Records from a point labeling set
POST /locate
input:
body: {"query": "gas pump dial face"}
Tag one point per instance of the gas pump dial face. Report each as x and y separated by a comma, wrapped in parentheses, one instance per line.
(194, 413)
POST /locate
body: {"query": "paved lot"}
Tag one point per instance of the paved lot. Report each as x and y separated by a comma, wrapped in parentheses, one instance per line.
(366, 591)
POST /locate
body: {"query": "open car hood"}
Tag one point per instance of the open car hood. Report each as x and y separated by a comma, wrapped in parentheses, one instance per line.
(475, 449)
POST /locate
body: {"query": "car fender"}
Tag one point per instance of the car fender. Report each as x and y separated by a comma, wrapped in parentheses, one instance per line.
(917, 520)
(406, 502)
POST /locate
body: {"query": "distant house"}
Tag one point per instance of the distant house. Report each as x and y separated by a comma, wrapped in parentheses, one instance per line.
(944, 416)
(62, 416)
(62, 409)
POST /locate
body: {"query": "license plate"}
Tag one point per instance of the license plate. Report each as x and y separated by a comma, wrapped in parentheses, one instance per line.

* **What you have to do**
Please transcribe every line of the rows above without any changes.

* **Response to the exercise**
POST /locate
input:
body: {"query": "gas pump dial face"}
Tag one point per instance of the gas pump dial face. Report each as x and y separated by a comma, wrapped in parentheses, one instance per line.
(194, 413)
POST /locate
body: {"query": "paved lot"}
Tag one point per instance of the paved lot. Report each as x and y separated by a comma, wrapped in parentheses, one instance per line.
(366, 591)
POST /locate
body: {"query": "open car hood"}
Tag one point per instance of the open car hood. Report each as x and y separated by a comma, wrapped in parentheses, one instance per line.
(475, 449)
POST /locate
body: {"query": "car fender"}
Tag one point per instance of the car fender. Report each as x and y separated by a comma, wrapped in parentheses, one instance per line.
(917, 520)
(406, 502)
POST /locate
body: {"query": "distant house"}
Tag one point per instance of the distant house. Report each as x and y separated by a comma, wrapped in parentheses, one instance per line.
(944, 416)
(62, 416)
(62, 409)
POST /locate
body: {"query": "license plate"}
Tag one point per instance of the license plate. Report each as x and y separated by a comma, wrapped in parentheses, one instance per line.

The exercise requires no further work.